From the line that holds "the illuminated archway" to the last line of the data, copy everything exactly; leave out all the rest.

........

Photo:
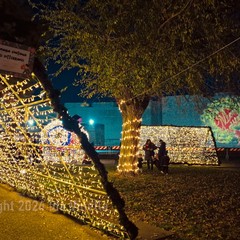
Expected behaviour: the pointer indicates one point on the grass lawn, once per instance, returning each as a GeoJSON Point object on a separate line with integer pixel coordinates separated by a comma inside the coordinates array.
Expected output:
{"type": "Point", "coordinates": [195, 202]}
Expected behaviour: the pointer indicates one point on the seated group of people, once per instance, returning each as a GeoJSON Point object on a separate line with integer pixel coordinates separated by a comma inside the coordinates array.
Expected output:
{"type": "Point", "coordinates": [160, 159]}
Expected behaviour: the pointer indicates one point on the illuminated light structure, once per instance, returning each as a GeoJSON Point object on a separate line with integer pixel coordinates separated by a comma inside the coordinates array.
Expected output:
{"type": "Point", "coordinates": [188, 145]}
{"type": "Point", "coordinates": [75, 189]}
{"type": "Point", "coordinates": [58, 144]}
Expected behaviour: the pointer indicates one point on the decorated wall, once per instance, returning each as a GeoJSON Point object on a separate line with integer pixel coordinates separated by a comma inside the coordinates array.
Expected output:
{"type": "Point", "coordinates": [220, 113]}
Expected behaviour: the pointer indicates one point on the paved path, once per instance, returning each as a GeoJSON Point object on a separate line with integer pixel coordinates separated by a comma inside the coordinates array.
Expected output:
{"type": "Point", "coordinates": [22, 218]}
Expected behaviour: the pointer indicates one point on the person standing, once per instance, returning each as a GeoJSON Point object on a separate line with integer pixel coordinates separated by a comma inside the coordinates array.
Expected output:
{"type": "Point", "coordinates": [149, 148]}
{"type": "Point", "coordinates": [140, 162]}
{"type": "Point", "coordinates": [163, 158]}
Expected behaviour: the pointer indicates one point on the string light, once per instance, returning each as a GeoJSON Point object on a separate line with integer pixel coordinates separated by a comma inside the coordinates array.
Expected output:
{"type": "Point", "coordinates": [44, 160]}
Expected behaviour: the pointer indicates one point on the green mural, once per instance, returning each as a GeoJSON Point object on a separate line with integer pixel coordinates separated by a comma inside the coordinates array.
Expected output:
{"type": "Point", "coordinates": [223, 116]}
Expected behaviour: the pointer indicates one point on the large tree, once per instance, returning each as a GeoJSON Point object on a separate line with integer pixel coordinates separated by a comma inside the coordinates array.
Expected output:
{"type": "Point", "coordinates": [133, 50]}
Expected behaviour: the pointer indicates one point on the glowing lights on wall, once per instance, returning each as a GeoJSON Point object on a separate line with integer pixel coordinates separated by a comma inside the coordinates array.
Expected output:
{"type": "Point", "coordinates": [190, 145]}
{"type": "Point", "coordinates": [223, 116]}
{"type": "Point", "coordinates": [42, 160]}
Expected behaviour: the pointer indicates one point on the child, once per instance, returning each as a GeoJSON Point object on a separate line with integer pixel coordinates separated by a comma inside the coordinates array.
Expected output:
{"type": "Point", "coordinates": [140, 162]}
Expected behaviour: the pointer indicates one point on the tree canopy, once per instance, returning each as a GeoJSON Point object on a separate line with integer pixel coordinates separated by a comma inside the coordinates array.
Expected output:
{"type": "Point", "coordinates": [128, 49]}
{"type": "Point", "coordinates": [134, 50]}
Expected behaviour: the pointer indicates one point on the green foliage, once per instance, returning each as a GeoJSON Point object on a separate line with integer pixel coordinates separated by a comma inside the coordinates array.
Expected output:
{"type": "Point", "coordinates": [193, 202]}
{"type": "Point", "coordinates": [134, 49]}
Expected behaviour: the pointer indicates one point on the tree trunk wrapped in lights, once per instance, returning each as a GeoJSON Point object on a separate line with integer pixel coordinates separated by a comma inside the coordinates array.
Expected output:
{"type": "Point", "coordinates": [131, 114]}
{"type": "Point", "coordinates": [128, 49]}
{"type": "Point", "coordinates": [72, 125]}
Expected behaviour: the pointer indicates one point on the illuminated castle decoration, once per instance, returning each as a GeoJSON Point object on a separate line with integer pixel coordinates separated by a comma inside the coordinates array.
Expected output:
{"type": "Point", "coordinates": [223, 116]}
{"type": "Point", "coordinates": [60, 144]}
{"type": "Point", "coordinates": [188, 145]}
{"type": "Point", "coordinates": [36, 154]}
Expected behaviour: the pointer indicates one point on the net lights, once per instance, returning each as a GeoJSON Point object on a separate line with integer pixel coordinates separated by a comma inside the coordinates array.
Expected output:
{"type": "Point", "coordinates": [190, 145]}
{"type": "Point", "coordinates": [43, 160]}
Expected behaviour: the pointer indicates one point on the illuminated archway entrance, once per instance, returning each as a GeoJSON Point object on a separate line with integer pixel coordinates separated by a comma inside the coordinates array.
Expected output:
{"type": "Point", "coordinates": [28, 153]}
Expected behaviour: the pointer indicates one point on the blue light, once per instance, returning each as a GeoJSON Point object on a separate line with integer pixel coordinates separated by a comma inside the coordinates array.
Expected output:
{"type": "Point", "coordinates": [91, 121]}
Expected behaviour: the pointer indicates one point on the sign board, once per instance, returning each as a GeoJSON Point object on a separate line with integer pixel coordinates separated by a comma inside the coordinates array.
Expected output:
{"type": "Point", "coordinates": [16, 59]}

........

> [Exercise result]
Expected behaviour: the pointer indicates one point on the illuminated archway entrance, once per instance, returning each as a GeoJSON Point object on a separate line with integer pixel coordinates separated by a comma inside the coordinates array.
Expected output:
{"type": "Point", "coordinates": [28, 153]}
Expected behaviour: the pointer indicates one point on the blue light, once per instance, returning each as a GeoJSON Point object on a separate line with integer pixel coordinates separated by a comma inside the coordinates array.
Expected output:
{"type": "Point", "coordinates": [91, 121]}
Expected behaviour: the pointer indicates one point on the sign board, once per instance, returning each as a GeoJSON Point object on a separate line with integer pixel coordinates separated by a comma inside the coordinates array.
Expected output:
{"type": "Point", "coordinates": [16, 59]}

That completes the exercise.